▶ [Task input]
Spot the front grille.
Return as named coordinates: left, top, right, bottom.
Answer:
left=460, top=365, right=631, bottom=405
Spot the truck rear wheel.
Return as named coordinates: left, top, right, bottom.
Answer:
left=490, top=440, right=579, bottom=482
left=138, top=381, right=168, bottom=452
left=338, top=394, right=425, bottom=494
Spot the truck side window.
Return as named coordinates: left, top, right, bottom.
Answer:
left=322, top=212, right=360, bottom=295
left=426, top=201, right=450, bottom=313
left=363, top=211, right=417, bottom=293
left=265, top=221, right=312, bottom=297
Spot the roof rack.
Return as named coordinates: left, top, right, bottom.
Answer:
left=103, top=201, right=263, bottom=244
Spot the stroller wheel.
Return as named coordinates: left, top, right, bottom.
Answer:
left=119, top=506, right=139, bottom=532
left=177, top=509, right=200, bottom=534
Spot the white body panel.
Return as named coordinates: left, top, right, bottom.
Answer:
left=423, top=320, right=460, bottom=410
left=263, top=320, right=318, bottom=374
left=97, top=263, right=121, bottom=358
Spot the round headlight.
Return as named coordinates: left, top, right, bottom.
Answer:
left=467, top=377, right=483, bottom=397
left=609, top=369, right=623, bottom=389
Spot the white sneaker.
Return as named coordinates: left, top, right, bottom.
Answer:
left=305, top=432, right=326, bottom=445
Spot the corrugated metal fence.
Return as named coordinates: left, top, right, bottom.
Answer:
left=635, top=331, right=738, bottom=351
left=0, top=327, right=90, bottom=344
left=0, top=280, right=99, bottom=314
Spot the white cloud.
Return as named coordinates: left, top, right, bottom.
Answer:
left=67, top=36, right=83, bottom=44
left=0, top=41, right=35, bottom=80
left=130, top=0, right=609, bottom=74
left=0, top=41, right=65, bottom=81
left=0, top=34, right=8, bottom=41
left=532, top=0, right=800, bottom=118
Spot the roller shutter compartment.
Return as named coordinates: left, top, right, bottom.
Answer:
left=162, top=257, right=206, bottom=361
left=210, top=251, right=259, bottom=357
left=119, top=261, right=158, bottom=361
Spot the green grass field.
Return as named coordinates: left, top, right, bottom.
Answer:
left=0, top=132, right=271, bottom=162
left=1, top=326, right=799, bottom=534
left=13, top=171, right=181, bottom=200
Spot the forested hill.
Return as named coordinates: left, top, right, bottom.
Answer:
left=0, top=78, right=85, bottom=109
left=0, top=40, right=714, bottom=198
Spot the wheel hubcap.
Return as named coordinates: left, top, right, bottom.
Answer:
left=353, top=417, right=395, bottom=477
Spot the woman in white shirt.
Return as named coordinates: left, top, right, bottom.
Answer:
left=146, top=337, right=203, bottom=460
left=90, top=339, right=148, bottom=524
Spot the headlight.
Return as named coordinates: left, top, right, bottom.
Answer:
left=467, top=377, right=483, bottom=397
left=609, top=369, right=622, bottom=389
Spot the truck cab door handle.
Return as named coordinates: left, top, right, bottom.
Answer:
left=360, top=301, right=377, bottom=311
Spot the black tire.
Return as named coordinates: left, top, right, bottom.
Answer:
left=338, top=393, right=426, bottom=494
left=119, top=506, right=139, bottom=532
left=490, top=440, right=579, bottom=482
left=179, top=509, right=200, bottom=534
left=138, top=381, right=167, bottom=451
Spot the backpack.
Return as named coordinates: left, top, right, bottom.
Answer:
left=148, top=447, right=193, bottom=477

▶ [What is expected] Take the records and restate them word for word.

▶ [Task result]
Spot the front grille.
Return as named coordinates: left, top, right, bottom.
Answer:
left=460, top=365, right=631, bottom=405
Spot the truck rear wheel.
Return as named coordinates: left, top, right, bottom.
Answer:
left=490, top=440, right=579, bottom=482
left=138, top=381, right=168, bottom=452
left=338, top=394, right=425, bottom=494
Spot the truck side window.
Return as named coordinates: left, top, right, bottom.
Answer:
left=322, top=212, right=360, bottom=295
left=426, top=201, right=450, bottom=313
left=363, top=211, right=417, bottom=293
left=265, top=221, right=312, bottom=297
Spot the roof rack.
Return as named coordinates: left, top, right, bottom.
Answer:
left=103, top=201, right=263, bottom=244
Spot the stroller wheel.
Return as named coordinates: left, top, right, bottom.
Answer:
left=119, top=506, right=139, bottom=532
left=177, top=509, right=200, bottom=534
Spot the white body panel.
Return as named coordinates: left, top, right, bottom.
Answer:
left=423, top=320, right=460, bottom=410
left=263, top=320, right=318, bottom=374
left=97, top=263, right=121, bottom=358
Spot the round headlight.
Return as named coordinates: left, top, right, bottom.
Answer:
left=467, top=377, right=483, bottom=397
left=609, top=369, right=623, bottom=389
Spot the white sneaker.
Return as named coordinates: left, top, right, bottom.
Answer:
left=305, top=432, right=326, bottom=445
Spot the corrugated metal fence.
Return as named coordinates: left, top, right, bottom.
Answer:
left=635, top=331, right=738, bottom=351
left=0, top=327, right=90, bottom=344
left=0, top=280, right=99, bottom=314
Spot the white cloud.
Return as named coordinates: left, top, right, bottom.
Answer:
left=67, top=36, right=83, bottom=44
left=0, top=41, right=35, bottom=80
left=130, top=0, right=609, bottom=74
left=0, top=41, right=65, bottom=81
left=0, top=34, right=8, bottom=41
left=532, top=0, right=800, bottom=118
Spot the roller shutter compartment.
Return as named coordinates: left, top, right, bottom.
Answer:
left=162, top=257, right=206, bottom=361
left=210, top=251, right=259, bottom=357
left=119, top=261, right=158, bottom=361
Spot the green grass field.
Return as named coordinates: left, top, right, bottom.
Answer:
left=0, top=132, right=271, bottom=162
left=1, top=326, right=799, bottom=534
left=13, top=171, right=181, bottom=200
Spot the forested hill.
Return as named coordinates: left, top, right, bottom.
Answer:
left=0, top=78, right=85, bottom=109
left=0, top=40, right=714, bottom=198
Spot the wheel hubcap.
Return as named coordinates: left, top, right, bottom.
Answer:
left=353, top=417, right=395, bottom=477
Spot the woman in white shirt.
Return as named coordinates: left, top, right, bottom.
Answer:
left=146, top=337, right=203, bottom=460
left=90, top=339, right=148, bottom=524
Spot the headlight.
Return as named coordinates: left, top, right, bottom.
Answer:
left=467, top=377, right=483, bottom=397
left=609, top=369, right=622, bottom=389
Spot the truck cab door handle.
Return as named coordinates: left, top, right, bottom.
Answer:
left=360, top=301, right=377, bottom=311
Spot the black tire.
Return as named coordinates: left, top, right, bottom.
Answer:
left=338, top=393, right=426, bottom=494
left=119, top=506, right=139, bottom=532
left=490, top=440, right=579, bottom=482
left=179, top=509, right=200, bottom=534
left=138, top=381, right=167, bottom=451
Spot the backpack.
Return as named coordinates: left, top, right, bottom.
Answer:
left=148, top=447, right=193, bottom=477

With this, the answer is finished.